• [Coordinate labeling data]:
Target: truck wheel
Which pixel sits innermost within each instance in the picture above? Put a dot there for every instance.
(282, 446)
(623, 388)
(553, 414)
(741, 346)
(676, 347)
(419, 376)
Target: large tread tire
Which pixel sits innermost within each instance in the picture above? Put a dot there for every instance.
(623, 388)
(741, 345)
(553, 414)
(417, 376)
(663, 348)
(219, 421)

• [Task]:
Arrange each line of the records above as a JSON list of strings, with one string per line and blank lines omitted.

• [Written answer]:
[
  "Target: truck wheel",
  "Which pixel sits innermost within each instance in the picture above? Put a dot there for every instance.",
  "(282, 446)",
  "(623, 388)",
  "(553, 414)",
  "(741, 346)",
  "(676, 347)",
  "(419, 376)",
  "Target: large tread tire",
  "Which pixel sits innermost within each instance in the picture above? Put a dot there for every instance.",
  "(623, 388)",
  "(741, 345)",
  "(553, 414)",
  "(417, 376)",
  "(663, 348)",
  "(219, 421)"
]